Dataset records:
►
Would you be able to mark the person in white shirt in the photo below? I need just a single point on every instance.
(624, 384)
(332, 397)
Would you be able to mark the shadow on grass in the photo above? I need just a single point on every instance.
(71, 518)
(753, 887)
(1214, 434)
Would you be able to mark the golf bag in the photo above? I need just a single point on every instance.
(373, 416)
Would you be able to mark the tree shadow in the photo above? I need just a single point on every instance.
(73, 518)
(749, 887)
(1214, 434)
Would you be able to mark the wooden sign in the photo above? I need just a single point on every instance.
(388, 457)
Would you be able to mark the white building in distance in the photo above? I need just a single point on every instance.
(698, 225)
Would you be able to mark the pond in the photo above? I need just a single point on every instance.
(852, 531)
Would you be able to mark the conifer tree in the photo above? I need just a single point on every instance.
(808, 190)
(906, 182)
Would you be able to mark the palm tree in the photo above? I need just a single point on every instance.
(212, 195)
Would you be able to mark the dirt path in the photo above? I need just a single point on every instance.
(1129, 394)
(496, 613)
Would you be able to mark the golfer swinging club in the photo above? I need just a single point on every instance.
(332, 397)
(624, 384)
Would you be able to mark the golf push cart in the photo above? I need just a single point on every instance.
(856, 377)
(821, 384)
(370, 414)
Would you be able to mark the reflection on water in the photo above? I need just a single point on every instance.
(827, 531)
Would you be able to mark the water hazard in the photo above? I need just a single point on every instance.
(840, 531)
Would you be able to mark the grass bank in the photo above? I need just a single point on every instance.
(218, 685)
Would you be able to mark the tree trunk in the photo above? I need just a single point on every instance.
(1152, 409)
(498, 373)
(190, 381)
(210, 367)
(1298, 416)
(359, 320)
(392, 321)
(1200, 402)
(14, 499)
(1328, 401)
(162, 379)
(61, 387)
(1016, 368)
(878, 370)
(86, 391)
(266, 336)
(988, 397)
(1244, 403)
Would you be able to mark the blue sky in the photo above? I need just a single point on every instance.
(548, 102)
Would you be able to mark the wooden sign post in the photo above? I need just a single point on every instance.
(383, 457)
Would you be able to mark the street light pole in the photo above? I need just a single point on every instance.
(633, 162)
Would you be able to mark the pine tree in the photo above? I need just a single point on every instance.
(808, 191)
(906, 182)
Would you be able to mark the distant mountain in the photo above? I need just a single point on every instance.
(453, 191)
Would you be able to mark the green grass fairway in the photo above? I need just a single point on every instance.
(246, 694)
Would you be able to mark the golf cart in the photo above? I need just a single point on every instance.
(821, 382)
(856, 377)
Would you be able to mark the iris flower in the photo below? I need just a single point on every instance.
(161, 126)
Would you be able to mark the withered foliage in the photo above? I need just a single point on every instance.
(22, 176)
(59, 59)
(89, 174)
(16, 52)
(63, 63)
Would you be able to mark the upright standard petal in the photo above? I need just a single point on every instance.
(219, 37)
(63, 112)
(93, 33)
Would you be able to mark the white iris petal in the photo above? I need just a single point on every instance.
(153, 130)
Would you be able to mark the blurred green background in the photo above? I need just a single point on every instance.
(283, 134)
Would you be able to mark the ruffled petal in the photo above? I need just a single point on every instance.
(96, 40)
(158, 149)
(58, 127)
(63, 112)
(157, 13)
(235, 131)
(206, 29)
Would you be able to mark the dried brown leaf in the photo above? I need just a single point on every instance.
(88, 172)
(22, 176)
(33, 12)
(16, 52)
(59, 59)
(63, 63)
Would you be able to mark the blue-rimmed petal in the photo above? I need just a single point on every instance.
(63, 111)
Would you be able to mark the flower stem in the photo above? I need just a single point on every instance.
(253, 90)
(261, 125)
◄
• **WORK INSTRUCTIONS**:
Start at the line containing "Would you be able to mark the blurred" and transcribe through the end of the entries. Please keep both ends and add nothing.

• **SOLUTION FOR THIS PROBLEM**:
Would you be able to mark the blurred green background in the photo above? I need just a single point on every instance.
(283, 134)
Would you be able to mark the ruffled petal in the photo above? I need just a single point on every instance.
(96, 40)
(158, 149)
(58, 127)
(63, 112)
(157, 13)
(235, 131)
(206, 29)
Would you be able to mark the dried brown leaf in the photo above? I need just a single point on every instance.
(88, 172)
(22, 176)
(33, 12)
(16, 52)
(59, 59)
(63, 63)
Would you be able to mark the blue-rimmed petal in the photo above? I need just a single point on every instance.
(63, 111)
Would you be able to mark the flower stem in the photo above? I need just a single point on every instance.
(253, 90)
(261, 125)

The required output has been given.